Page text -
━━━━━━━━━━━━━━━━━━━━
I was super excited just for the experience rather than the fishing which was the cherry on top. For me, having read about Gabon and followed what the boys from Tourette Fishing were up to, it was about seeing new waters. Understanding that in Africa, where I am from, there are tarpon. The goal was to catch one from African soil, from the beach – that’s why we were there. My expectation was that it was going to be tough, but I was excited about just going to Gabon and getting to see the fishery.
What did you find?
We found ourselves casting our asses off for a ridiculous amount of time. We were there casting from the beach, every single tide, non-stop. It’s a spectacular fishery with all the different snapper, the threadfin, the jacks. We ended up using the park manager Wynand’s military boat to get behind the surf where we found 1000s of tarpon, there were just schools and schools of them. It was exciting to find them. We did not find them in the lagoon, in the river mouth, but we ended up finding them just behind the breakers. What a spectacular place, I love Gabon.
Just how tough on tackle are tarpon?
Tarpon are pretty tough on tackle. They take off like a machine and will kick your ass. You have to turn this fish around so you need to design a rod for a fish that most of the time is very unpredictable in what it’s doing. With that explosive power, it’s bound to break anything. There was this one instance in Costa Rica where a free-jumping fish jumped into the boat, broke the console completely, shattered everything. This fish is something else – a prehistoric beast.
What were the highlights of getting involved in Atlanticus?
A highlight of this project was definitely getting really close with our pro staff and the friends that we made. Dr Andy Danylchuk, a fisheries scientist, Dr Mike Fay a conservation biologist for Nat Geo, these fantastic people who have such insights in preserving earth, nature and our waterways. Also the pros – learning a lot from Drew Miller and Jako Lucas, that was definitely a big highlight. Another highlight was being able to travel and see these amazing places where tarpon live.
━━━━━━━━━━━━━━━━━━━━
Dataset excerpts -
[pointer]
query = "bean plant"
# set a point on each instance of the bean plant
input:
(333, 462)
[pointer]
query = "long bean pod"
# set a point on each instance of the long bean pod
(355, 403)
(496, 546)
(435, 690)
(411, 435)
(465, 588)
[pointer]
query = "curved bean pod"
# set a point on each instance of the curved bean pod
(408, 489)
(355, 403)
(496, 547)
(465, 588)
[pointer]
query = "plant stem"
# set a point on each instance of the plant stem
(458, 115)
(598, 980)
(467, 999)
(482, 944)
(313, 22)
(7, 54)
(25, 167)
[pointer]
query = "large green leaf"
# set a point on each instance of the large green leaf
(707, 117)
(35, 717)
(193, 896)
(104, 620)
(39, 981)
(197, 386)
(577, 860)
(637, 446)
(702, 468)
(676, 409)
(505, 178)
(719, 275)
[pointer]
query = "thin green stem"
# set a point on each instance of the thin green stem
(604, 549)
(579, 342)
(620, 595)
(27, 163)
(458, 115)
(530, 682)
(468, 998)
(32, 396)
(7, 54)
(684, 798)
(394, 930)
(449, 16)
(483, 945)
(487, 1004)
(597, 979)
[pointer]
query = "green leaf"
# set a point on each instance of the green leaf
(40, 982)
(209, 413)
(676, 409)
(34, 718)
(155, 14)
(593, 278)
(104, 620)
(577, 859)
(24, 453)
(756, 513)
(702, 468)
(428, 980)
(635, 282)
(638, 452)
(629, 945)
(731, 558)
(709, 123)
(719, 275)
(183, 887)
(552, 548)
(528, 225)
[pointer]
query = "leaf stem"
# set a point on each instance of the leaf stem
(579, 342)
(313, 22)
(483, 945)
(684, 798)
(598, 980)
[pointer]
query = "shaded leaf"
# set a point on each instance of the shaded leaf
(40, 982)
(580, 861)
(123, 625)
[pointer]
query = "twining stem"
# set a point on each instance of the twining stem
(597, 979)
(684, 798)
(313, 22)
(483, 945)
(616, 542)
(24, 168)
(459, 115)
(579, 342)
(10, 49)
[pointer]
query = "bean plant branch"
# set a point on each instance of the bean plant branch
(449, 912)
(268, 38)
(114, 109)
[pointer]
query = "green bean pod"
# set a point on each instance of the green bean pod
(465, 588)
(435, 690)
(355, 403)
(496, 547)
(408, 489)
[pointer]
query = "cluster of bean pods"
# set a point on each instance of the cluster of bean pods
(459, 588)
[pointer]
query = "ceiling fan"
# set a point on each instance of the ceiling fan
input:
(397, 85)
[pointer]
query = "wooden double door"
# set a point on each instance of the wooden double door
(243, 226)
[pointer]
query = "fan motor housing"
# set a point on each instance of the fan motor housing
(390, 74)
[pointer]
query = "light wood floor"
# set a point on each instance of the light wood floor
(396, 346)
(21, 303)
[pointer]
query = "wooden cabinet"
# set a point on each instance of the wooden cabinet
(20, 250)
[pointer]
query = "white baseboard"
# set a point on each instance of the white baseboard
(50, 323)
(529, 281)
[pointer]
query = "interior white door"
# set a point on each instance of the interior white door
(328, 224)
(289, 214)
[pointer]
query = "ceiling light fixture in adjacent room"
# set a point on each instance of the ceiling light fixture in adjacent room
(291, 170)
━━━━━━━━━━━━━━━━━━━━
Questions -
• 1. In the interview about tarpon fishing, rewrite the passage between "Tarpon are pretty" and "involved in Atlanticus?", inclusive, replacing "Costa Rica" with "Mexico".
• 2. According to the interview about tarpon fishing, why does a rod have to be specially designed for tarpon? Answer in one to three sentences.
• 3. Continue the interview about tarpon fishing from its last sentence.

Answers for the tasks -
• 1.
Tarpon are pretty tough on tackle. They take off like a machine and will kick your ass. You have to turn this fish around so you need to design a rod for a fish that most of the time is very unpredictable in what it’s doing. With that explosive power, it’s bound to break anything. There was this one instance in Mexico where a free-jumping fish jumped into the boat, broke the console completely, shattered everything. This fish is something else – a prehistoric beast.
What were the highlights of getting involved in Atlanticus?

• 2. You have to turn a tarpon around, and the fish is usually very unpredictable in what it does. Its explosive power is also bound to break anything.

• 3.
And the hardest thing?
The hardest thing about filming Atlanticus was that I wished we had more time and I wished we could keep on doing it because it was so much fun. We actually have another project in the bag, but we’ll get there slowly but surely. The hardest part was being away from my wife and kids. I have three little ones, five-year-old twins and a son that’s a year and a half. Spending all that time away from them filming and working on this project was probably the hardest thing because you miss your family.
There’s a scene in Atlanticus where Jako Lucas looks like he’s about to burst out crying. What happened there?
Jako and I were on the boat and he just hooked this amazing tarpon. This thing was busting out and we wanted to land it on the beach. Jako is a strong guy, after fighting it like machine, as he gets it right to the beach, Drew Miller a pro guide out of the Keys moves to land it. Turns out the fish wasn’t quite ready, it was still green. Drew did everything 100% and as he wanted to land it he held the leader. It broke off right there at his feet. Gone with all the memories. That’s why we go fishing. There are the fish we get pictures of, but the ones we lose are the ones we always think about. I did feel sorry for Jako because I have never seen anyone so distraught. We had tried so hard, so it was tough.
“That’s why we go fishing. There are the fish we get pictures of, but the ones we lose are the ones we always think about.”
After being part of Atlanticus, have you got a favourite tarpon destination?
I don’t think there’s a favourite destination. Every single destination where there’s tarpon is a beautiful place. Every destination that I go and fish for tarpon brings its own values and the way that earth and fish come together. The places that really wowed me were Gabon and Cost a Rica. Costa Rica there’s 130lb+ tarpon in a small stream 130 miles from the ocean, which is pretty cool. But my favourite destination for tarpon? Wherever they live.